Work to be completed: Write out the part of the records that opens with the line containing "Target: white wall" and closes with the line containing "Target: power strip", character for character and with both of those lines included.

**** Given records ****

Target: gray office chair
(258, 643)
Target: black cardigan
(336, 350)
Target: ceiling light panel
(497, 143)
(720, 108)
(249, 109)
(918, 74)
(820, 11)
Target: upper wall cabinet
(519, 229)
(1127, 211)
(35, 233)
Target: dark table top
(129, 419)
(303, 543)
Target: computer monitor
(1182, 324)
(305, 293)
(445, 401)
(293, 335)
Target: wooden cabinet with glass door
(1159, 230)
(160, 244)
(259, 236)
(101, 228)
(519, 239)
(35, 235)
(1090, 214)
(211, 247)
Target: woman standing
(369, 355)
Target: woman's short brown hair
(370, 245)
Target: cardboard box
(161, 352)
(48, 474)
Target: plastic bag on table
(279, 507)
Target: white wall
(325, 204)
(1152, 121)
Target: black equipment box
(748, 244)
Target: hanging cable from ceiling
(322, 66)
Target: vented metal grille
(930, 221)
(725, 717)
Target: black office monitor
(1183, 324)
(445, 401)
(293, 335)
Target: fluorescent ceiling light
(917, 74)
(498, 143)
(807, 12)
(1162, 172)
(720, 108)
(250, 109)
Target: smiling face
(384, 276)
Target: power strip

****
**** Given records ****

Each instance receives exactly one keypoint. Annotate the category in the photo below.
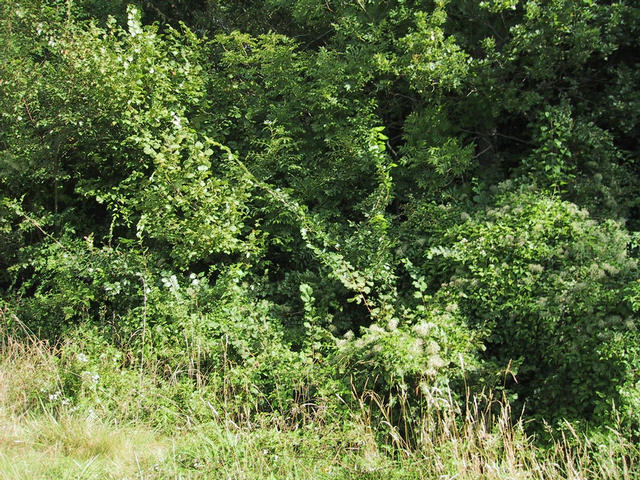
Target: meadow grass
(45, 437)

****

Task response:
Target: white wall
(325, 204)
(1152, 121)
Target: black equipment box
(748, 244)
Target: hanging cable from ceiling
(322, 66)
Target: vented metal grille
(930, 221)
(725, 717)
Target: black office monitor
(1183, 324)
(445, 401)
(293, 335)
Target: fluorescent ceiling light
(917, 74)
(498, 143)
(807, 12)
(1162, 172)
(720, 108)
(250, 109)
Target: smiling face
(384, 276)
Target: power strip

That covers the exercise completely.